---- Data extracts

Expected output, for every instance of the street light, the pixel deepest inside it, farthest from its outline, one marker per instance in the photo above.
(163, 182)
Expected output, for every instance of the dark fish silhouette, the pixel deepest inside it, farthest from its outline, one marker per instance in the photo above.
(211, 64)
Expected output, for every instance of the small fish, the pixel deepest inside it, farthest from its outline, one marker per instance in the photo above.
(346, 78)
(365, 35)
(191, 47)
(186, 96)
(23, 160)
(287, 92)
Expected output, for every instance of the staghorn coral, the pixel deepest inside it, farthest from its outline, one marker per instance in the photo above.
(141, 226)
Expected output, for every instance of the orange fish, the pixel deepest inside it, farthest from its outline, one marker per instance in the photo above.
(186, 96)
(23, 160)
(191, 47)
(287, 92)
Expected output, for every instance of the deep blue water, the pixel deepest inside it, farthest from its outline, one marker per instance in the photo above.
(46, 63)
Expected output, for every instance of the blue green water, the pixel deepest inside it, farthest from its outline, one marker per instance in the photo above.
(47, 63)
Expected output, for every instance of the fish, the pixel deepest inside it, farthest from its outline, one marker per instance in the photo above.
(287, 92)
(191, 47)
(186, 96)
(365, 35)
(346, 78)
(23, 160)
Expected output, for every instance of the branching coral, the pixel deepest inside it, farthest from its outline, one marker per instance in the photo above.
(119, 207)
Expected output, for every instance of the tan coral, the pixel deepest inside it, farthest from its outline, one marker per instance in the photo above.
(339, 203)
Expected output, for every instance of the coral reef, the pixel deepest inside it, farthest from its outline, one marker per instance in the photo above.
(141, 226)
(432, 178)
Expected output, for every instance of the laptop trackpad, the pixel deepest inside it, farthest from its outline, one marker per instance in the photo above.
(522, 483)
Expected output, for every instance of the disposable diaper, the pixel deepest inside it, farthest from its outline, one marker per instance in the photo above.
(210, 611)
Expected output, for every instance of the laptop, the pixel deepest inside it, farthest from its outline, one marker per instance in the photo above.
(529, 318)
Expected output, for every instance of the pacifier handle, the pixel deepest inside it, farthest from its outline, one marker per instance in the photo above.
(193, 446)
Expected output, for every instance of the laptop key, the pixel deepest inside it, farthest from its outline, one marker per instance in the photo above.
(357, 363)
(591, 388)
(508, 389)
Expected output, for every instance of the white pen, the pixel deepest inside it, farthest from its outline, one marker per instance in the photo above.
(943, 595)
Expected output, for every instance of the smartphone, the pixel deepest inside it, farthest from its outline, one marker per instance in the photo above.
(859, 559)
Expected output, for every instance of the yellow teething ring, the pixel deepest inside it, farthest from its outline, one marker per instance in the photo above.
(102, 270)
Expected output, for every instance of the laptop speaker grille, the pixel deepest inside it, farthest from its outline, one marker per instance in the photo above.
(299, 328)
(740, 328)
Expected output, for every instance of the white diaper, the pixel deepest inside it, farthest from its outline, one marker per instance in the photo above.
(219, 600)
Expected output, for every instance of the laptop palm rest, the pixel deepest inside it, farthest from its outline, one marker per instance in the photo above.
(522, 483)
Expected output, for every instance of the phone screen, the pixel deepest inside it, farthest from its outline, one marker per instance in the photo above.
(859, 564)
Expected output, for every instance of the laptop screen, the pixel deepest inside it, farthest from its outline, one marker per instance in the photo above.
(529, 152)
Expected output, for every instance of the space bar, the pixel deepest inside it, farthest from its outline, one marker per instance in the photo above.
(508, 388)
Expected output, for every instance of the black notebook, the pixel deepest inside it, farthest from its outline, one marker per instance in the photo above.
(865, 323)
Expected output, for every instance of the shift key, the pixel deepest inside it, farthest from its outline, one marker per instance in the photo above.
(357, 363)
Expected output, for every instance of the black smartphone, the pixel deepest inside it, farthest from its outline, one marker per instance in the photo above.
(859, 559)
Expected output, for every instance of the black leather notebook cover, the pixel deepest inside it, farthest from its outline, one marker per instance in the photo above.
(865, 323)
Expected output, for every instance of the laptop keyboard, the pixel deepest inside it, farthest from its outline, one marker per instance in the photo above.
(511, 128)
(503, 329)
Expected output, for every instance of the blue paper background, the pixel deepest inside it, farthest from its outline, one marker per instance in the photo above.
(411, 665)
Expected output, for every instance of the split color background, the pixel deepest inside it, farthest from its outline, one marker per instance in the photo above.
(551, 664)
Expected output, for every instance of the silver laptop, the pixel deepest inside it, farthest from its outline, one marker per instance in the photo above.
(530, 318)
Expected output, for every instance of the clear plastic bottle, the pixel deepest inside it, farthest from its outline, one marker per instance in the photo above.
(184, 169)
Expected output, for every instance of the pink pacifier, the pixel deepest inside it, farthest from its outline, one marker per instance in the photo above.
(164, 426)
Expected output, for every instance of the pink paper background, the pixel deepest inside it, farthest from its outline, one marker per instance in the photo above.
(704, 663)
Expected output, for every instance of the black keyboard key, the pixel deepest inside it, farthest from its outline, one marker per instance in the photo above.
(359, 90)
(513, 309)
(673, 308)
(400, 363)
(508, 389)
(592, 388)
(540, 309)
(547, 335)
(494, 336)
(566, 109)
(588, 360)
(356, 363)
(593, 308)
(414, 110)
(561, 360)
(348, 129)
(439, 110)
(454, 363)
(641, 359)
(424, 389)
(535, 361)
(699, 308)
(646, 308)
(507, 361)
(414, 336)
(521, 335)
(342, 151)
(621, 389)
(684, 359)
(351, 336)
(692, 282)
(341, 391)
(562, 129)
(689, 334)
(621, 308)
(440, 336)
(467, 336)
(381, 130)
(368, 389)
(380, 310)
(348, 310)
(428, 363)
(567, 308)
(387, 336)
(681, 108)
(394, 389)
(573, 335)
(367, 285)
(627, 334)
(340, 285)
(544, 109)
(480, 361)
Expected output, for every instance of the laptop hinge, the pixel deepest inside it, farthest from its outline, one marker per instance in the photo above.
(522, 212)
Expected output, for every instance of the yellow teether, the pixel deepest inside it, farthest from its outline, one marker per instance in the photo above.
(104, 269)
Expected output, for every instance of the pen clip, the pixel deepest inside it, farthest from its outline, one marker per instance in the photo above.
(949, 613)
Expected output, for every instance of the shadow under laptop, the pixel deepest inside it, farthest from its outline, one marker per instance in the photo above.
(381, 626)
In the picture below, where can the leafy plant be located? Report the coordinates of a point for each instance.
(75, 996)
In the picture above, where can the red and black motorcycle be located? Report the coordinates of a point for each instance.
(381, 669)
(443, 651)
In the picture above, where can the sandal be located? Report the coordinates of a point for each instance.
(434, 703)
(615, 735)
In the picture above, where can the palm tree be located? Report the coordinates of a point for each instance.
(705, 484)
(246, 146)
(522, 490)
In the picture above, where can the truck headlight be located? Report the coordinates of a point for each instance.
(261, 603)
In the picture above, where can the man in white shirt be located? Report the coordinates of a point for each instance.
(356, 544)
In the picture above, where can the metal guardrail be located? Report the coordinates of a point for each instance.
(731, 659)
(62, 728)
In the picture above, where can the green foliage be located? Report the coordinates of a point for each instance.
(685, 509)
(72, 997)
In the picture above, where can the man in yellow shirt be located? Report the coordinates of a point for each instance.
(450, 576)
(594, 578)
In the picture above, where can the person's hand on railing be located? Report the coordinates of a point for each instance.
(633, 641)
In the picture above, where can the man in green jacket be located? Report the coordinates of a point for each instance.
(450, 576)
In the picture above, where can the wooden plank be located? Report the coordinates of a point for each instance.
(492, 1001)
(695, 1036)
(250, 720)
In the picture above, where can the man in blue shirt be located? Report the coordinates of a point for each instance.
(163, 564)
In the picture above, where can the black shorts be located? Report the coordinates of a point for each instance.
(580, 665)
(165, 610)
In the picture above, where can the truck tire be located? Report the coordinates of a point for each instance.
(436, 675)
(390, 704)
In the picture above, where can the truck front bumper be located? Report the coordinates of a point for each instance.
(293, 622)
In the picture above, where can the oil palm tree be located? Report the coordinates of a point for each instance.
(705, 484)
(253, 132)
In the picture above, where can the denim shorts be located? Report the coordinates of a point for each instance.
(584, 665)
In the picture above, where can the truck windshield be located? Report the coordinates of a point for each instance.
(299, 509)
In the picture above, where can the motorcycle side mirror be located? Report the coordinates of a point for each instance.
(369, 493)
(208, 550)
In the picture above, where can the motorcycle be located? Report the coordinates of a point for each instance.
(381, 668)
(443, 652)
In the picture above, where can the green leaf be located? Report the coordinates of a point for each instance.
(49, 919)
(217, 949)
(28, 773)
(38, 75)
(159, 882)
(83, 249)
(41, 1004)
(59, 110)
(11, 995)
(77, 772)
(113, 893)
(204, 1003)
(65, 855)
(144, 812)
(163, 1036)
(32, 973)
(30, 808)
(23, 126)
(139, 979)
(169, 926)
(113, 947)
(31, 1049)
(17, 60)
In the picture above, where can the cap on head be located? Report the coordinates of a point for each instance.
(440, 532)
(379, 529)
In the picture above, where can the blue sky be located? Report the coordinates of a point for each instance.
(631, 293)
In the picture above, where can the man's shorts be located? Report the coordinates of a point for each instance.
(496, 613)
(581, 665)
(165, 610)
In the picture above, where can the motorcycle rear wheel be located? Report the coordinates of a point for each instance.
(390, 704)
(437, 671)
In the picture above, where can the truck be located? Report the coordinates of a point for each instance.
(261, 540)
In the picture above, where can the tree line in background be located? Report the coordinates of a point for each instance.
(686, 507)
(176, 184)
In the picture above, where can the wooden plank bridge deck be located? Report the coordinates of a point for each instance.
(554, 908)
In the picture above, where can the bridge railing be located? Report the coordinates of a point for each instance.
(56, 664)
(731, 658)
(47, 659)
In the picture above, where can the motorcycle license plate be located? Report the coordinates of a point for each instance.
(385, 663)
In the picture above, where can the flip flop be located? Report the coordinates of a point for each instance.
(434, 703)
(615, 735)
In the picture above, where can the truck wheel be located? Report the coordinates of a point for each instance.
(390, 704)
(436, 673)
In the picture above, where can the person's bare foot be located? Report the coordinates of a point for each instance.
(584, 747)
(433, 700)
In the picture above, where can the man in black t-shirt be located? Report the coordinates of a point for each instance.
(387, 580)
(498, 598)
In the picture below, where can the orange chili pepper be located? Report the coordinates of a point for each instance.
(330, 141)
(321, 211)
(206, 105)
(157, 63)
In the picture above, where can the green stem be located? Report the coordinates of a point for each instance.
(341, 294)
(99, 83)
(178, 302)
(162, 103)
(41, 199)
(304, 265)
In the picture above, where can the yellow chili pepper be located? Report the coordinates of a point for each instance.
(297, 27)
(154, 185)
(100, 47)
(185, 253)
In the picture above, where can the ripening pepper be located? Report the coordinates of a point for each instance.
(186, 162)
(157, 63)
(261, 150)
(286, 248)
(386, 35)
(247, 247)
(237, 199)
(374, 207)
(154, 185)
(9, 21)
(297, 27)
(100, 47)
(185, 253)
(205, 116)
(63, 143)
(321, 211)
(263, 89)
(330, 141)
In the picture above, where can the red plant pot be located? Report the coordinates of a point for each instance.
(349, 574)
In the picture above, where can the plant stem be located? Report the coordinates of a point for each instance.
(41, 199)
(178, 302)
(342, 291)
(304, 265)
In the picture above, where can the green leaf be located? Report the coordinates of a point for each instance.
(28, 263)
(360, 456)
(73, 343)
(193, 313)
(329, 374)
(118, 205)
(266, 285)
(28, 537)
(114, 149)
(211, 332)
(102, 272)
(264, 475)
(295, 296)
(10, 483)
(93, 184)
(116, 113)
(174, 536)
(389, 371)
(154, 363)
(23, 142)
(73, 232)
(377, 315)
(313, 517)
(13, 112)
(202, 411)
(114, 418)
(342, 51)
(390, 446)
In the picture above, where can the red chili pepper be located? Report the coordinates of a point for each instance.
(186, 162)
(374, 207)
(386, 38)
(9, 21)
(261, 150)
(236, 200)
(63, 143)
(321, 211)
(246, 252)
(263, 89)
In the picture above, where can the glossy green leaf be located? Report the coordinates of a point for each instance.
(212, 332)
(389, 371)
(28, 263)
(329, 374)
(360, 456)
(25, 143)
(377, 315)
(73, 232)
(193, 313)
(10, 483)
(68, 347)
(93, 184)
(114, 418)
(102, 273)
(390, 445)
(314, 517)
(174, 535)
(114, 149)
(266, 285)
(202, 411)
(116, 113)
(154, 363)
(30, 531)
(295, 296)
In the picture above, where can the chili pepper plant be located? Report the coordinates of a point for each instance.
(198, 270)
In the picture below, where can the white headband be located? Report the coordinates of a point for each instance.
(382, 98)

--------

## [Work item]
Extract exactly the lines between the line containing "In the picture above, where can the red chili" and the end of the data, including both.

## [Solved exercise]
In the picture above, where can the red chili pepper be located? Report the coordinates of a point for each instance.
(186, 162)
(374, 207)
(386, 38)
(9, 21)
(261, 150)
(236, 200)
(63, 143)
(321, 211)
(246, 252)
(263, 89)
In the picture above, where can the glossy green leaf be located? Report the coordinates of a point for each instance.
(212, 332)
(389, 371)
(28, 263)
(329, 374)
(360, 456)
(25, 143)
(377, 315)
(73, 232)
(193, 313)
(10, 483)
(68, 347)
(93, 184)
(114, 418)
(102, 273)
(390, 445)
(314, 517)
(174, 535)
(114, 149)
(266, 285)
(202, 411)
(116, 113)
(154, 363)
(30, 531)
(295, 296)
In the picture above, where can the chili pepper plant be located? Report the coordinates of a point for each instance.
(198, 270)
In the picture below, where can the white headband be located? Report the coordinates of a point for each instance.
(382, 98)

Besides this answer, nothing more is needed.